** WHAT YOU WILL DO **
Return, word for word, the lines of the material below, starting at the line that contains "Segment the <item>person" and ending at the line that contains "Provide the mask of the <item>person". Include both of those lines.

** SUPPLIED MATERIAL **
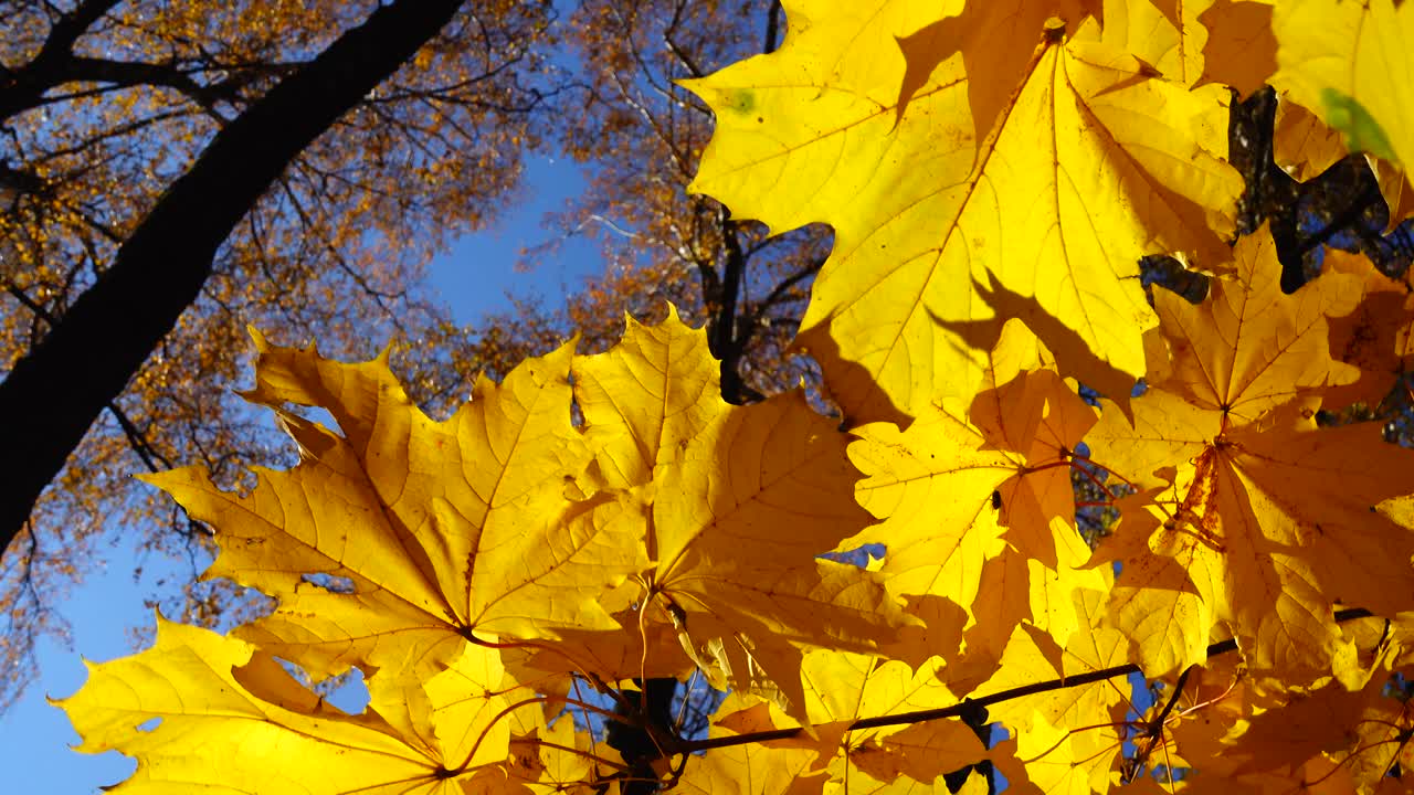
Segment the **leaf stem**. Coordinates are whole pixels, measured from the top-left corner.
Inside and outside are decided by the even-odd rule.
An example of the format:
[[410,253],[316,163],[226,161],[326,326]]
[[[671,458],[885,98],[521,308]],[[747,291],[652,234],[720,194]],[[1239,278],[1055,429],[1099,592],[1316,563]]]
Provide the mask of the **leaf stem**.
...
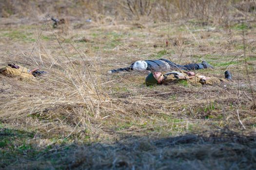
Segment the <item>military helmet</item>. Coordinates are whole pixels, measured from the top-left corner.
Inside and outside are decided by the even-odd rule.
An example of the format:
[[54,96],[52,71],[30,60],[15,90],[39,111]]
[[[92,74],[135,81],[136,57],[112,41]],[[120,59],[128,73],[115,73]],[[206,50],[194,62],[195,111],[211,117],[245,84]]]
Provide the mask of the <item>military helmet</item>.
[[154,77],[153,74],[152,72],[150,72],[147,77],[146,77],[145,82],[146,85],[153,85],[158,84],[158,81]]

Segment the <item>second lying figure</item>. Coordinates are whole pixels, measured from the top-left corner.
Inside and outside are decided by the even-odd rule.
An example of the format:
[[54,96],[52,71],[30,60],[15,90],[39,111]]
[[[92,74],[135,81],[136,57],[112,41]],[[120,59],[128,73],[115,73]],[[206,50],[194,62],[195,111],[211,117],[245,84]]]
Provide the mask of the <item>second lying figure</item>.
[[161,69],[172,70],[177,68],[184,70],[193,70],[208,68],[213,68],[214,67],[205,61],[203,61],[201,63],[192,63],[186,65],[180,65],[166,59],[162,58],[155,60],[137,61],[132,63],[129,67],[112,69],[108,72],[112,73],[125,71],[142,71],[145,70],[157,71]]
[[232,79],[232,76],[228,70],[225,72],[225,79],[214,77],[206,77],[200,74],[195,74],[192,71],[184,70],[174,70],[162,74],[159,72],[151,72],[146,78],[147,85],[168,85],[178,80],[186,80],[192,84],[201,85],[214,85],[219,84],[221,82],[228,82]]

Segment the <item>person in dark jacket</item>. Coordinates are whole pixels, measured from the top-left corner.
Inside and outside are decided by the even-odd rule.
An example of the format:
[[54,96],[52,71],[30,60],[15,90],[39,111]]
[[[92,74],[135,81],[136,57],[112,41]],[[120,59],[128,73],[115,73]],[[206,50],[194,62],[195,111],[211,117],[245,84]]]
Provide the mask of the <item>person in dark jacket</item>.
==
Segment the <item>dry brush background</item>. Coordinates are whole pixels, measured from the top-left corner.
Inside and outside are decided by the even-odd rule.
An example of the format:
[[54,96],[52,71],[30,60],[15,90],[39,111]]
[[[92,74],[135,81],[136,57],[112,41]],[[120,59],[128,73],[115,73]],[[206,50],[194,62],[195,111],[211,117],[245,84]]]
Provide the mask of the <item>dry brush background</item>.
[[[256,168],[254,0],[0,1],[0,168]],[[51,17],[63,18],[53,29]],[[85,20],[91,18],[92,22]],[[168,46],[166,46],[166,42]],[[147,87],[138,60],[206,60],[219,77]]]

** SOLUTION TO THIS PROBLEM **
Segment the <item>person in dark jacket</item>. Coordinates are whole pixels, measured from the top-left corner.
Inside and outside are decided by the even-odd rule.
An example of the format:
[[54,96],[52,71],[30,60],[15,90],[39,111]]
[[[92,74],[135,81],[136,57],[112,41]],[[120,59],[128,73],[115,73]],[[206,50],[194,62],[195,111],[211,117],[245,84]]]
Provide the mask of the <item>person in dark jacket</item>.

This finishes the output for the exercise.